Tout
le monde
sait ça : je veux
dire, parmi les
chrétiens.
C'est la banalité même. Et pourtant,
j'ai dit et je répète : cet parole
est peu entendue. Du moins,
je le crains. Du moins,
c'est le cas de trop
de gens que j'ai
connus.
Et
quels gens!
Dévoués, engagés,
consacrés, vraiment et par
le plus sérieux
d'eux-mêmes.
Cette parole n'est pas entendue de la
bonne oreille, cette oreille qui entend la
parole à la jointure de l'être, là où
sont les enjeux absolus, la vie
et la mort, la folie et le sens,
la damnation ou la
liberté. Cette
oreille
que
devait
bien avoir
le paralytique,
quand le jeune rabbi
lui disait: « Lève toi et marche »,
ou Zachée tout heureux
quand il lui disait:
« Le bonheur
est entré
dans
cette maison. »
Oui, j'ai connu, je
connais des gens croyants,
dévoués, sincères – je voudrais
bien être aussi vertueux qu'ils le sont –
et pour qui cette parole qu'ils savent,
qu'ils disent, qu'ils enseignent, est
comme murée dans un
incroyable
silence.
La
preuve:
leur tristesse.
Leur tristesse secrète,
par-dessous la joie obligatoire,
le bel entrain de la volonté, la bonne figure
qu'ils font en toute
circonstance.

========================

## Consigne 1
Résumez en deux phrases le paragraphe du texte cité qui commence par « Oui, j'ai connu », en conservant ses idées principales.
## Consigne 2
Citez mot pour mot le passage du texte cité commençant par « C'est la banalité » et allant jusqu'à « quels gens! ».
La liste ci-après provient d'une autre source.

Entrées de données enregistrées:
========================

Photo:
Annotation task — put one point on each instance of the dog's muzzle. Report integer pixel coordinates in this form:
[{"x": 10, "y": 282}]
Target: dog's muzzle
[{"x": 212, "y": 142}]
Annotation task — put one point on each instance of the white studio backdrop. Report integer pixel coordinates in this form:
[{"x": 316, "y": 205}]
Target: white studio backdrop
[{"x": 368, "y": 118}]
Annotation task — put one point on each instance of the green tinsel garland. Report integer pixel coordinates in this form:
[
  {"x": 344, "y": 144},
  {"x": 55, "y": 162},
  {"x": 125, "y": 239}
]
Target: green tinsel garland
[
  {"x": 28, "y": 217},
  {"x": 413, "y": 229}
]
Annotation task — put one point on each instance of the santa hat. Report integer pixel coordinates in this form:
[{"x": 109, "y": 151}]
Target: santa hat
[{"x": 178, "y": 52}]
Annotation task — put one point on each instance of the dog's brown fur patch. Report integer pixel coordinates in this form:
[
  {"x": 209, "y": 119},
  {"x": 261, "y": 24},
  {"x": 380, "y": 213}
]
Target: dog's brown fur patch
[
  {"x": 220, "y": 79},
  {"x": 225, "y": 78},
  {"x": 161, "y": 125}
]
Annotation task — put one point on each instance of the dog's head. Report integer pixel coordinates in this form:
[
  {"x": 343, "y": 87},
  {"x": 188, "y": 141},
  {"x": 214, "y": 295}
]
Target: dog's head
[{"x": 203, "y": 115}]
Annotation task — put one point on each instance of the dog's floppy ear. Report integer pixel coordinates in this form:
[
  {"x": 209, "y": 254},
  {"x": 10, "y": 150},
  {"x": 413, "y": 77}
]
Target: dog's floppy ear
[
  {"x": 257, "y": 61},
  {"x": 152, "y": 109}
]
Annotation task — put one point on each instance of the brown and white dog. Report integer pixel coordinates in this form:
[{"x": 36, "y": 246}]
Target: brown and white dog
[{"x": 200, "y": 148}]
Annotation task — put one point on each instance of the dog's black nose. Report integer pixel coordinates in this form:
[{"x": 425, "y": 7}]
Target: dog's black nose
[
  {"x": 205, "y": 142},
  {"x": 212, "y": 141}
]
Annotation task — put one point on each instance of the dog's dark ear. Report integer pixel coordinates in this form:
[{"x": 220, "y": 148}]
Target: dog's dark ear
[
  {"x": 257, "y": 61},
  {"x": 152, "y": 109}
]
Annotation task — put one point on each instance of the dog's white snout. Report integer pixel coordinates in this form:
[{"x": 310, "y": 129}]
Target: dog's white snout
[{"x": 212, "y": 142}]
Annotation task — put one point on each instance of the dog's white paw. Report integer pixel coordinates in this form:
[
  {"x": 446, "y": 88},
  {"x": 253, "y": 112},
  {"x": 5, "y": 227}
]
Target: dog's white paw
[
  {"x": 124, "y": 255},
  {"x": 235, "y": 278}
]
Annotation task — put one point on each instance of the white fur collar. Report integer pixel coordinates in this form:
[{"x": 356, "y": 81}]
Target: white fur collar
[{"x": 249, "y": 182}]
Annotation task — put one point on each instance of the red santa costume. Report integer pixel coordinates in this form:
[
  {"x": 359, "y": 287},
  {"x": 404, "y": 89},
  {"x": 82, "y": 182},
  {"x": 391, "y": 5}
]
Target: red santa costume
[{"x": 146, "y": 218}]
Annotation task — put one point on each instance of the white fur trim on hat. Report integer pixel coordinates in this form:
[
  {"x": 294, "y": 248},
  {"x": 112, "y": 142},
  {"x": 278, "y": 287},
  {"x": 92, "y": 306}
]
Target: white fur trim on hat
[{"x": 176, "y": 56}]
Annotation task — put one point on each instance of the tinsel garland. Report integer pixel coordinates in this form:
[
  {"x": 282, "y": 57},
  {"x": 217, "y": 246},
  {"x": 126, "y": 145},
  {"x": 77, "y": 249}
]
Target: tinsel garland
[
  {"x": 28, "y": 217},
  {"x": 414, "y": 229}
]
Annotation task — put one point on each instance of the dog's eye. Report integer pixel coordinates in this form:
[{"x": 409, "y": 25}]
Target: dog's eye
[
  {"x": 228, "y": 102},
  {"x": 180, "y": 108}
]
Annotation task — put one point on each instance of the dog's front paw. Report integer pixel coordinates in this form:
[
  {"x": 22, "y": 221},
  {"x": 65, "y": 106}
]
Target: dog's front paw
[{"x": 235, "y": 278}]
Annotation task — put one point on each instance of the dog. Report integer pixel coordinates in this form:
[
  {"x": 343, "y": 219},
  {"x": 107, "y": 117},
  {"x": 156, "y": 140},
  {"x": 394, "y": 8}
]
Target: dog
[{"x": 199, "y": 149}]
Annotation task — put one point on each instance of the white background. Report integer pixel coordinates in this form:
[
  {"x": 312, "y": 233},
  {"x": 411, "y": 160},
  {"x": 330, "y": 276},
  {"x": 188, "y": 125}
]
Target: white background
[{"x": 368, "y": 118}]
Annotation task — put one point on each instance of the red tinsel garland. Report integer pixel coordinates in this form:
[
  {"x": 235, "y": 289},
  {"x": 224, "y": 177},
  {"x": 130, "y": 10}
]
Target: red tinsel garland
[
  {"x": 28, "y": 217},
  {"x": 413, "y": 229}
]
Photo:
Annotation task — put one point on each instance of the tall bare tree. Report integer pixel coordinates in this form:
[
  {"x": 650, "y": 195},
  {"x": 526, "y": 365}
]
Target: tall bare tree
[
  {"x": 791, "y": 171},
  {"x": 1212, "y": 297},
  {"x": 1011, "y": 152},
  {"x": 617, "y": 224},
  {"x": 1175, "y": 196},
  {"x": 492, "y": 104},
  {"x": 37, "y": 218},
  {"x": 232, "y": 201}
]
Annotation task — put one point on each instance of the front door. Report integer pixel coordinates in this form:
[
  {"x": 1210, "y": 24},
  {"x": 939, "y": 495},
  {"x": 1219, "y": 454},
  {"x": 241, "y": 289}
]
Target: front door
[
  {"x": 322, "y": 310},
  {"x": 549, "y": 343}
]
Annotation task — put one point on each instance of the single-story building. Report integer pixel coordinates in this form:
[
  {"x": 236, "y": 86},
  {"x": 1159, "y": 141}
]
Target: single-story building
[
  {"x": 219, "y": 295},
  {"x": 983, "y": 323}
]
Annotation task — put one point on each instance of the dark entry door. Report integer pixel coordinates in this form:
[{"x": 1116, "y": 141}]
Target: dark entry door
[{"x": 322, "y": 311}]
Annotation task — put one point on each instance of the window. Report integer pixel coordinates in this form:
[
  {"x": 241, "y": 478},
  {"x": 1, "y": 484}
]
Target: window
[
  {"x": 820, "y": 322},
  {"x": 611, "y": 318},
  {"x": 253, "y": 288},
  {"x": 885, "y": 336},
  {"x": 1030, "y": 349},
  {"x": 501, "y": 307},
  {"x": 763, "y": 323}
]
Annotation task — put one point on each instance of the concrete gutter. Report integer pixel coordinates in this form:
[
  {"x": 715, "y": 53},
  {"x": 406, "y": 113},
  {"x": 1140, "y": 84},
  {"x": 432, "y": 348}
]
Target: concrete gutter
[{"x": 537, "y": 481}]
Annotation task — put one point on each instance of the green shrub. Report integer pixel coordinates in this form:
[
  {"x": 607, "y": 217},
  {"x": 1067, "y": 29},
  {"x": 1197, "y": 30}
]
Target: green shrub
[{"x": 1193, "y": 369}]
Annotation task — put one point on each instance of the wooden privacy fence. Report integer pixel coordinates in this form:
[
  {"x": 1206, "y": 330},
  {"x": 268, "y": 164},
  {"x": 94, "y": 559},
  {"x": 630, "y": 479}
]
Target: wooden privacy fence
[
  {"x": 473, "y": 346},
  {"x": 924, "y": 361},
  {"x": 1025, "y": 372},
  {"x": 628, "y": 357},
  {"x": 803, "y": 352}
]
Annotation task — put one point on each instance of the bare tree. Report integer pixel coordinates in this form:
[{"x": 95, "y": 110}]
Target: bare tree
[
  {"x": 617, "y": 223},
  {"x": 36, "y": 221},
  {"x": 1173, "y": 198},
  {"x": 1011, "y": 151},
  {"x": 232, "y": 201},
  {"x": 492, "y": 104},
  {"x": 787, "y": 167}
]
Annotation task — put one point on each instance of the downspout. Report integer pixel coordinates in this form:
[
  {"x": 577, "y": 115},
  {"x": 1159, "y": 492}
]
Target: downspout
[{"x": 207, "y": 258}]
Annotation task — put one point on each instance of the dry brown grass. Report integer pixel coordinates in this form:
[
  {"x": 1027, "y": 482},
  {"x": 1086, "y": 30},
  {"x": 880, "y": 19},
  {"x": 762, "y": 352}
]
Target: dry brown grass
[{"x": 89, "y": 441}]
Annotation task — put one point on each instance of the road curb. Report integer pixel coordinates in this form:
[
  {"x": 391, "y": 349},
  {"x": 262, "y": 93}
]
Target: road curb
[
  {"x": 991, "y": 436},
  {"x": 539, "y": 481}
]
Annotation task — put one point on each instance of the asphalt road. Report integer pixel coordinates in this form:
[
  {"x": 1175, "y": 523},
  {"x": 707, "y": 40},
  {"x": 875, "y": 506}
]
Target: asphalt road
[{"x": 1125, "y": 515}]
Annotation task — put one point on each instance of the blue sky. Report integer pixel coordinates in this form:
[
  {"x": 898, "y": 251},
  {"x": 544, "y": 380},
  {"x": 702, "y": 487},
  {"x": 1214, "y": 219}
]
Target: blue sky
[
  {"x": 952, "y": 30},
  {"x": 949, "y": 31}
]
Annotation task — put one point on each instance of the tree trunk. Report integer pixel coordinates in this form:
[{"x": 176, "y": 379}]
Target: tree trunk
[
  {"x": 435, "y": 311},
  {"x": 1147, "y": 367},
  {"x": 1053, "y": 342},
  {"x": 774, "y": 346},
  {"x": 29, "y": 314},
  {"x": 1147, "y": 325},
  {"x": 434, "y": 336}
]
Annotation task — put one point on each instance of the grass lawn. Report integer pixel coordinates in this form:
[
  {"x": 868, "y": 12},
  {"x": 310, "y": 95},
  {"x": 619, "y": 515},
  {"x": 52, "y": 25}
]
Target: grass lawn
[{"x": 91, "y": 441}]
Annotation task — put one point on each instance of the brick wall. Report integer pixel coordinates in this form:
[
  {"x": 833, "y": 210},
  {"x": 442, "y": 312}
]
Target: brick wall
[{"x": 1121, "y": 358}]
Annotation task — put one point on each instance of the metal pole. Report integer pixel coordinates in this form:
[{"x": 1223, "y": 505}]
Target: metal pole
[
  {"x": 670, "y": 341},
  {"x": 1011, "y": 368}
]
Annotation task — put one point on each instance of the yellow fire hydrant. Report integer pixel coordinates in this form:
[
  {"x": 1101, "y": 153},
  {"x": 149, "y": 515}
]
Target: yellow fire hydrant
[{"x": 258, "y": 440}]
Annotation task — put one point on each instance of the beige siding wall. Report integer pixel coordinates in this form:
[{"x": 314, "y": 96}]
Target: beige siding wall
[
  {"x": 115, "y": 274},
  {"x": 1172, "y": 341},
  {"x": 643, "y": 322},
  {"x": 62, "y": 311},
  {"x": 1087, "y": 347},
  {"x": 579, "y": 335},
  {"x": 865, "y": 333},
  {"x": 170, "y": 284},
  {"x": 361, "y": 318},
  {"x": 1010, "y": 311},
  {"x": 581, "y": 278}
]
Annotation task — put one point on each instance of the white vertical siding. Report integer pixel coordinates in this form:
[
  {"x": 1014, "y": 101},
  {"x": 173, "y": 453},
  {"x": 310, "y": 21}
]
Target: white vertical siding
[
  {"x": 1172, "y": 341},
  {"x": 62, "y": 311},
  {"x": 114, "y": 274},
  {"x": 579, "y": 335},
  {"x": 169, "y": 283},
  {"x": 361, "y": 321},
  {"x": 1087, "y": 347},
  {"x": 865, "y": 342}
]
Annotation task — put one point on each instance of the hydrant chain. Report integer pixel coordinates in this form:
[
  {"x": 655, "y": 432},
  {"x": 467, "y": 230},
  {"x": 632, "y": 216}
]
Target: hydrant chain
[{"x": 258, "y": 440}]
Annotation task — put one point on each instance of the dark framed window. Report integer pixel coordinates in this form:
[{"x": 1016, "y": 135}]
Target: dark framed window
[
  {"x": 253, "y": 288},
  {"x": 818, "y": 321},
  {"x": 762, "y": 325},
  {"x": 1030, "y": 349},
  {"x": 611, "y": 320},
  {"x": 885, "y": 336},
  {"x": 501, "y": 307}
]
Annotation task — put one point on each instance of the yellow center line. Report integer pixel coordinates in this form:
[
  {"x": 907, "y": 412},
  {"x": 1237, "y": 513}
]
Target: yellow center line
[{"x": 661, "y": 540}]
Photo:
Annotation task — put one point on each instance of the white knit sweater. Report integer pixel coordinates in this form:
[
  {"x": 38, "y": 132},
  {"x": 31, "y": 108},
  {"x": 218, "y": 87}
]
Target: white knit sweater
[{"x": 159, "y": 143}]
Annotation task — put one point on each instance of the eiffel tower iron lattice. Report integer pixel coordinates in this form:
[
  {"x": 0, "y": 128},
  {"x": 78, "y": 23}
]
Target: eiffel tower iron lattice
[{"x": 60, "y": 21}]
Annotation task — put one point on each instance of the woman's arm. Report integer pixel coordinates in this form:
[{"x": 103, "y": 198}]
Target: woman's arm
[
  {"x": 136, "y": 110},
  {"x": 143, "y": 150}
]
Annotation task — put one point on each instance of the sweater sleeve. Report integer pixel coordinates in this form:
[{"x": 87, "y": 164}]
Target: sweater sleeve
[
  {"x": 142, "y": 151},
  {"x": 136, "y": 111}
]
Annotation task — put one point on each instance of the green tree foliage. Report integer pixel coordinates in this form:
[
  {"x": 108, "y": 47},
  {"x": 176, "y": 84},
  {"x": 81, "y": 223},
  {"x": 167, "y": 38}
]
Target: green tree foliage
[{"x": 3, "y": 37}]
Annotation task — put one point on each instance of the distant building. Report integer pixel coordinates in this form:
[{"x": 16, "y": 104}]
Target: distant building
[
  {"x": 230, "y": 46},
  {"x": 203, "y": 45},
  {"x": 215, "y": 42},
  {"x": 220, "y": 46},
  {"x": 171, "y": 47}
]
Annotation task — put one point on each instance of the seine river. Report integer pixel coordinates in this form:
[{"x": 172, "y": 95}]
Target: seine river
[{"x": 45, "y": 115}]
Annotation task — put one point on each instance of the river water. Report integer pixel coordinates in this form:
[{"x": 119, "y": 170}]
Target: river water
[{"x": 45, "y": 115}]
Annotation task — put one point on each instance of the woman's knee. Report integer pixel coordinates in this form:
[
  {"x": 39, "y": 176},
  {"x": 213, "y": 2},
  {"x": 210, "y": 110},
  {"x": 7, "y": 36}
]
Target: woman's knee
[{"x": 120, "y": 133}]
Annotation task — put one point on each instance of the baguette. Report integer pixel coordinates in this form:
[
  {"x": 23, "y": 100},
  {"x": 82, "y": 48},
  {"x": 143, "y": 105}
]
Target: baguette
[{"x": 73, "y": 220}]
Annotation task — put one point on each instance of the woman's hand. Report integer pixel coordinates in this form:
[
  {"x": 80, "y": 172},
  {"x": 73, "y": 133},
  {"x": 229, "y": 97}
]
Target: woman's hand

========================

## Réponse attendue 1
Il existe des croyants dévoués et sincères, dont la vertu est enviée, pour qui la parole qu'ils savent, disent et enseignent reste comme murée dans un incroyable silence. Leur tristesse en est la preuve : une tristesse secrète, cachée sous la joie obligatoire, le bel entrain de la volonté et la bonne figure qu'ils font en toute circonstance.

## Réponse attendue 2
C'est la banalité même. Et pourtant,
j'ai dit et je répète : cet parole
est peu entendue. Du moins,
je le crains. Du moins,
c'est le cas de trop
de gens que j'ai
connus.
Et
quels gens!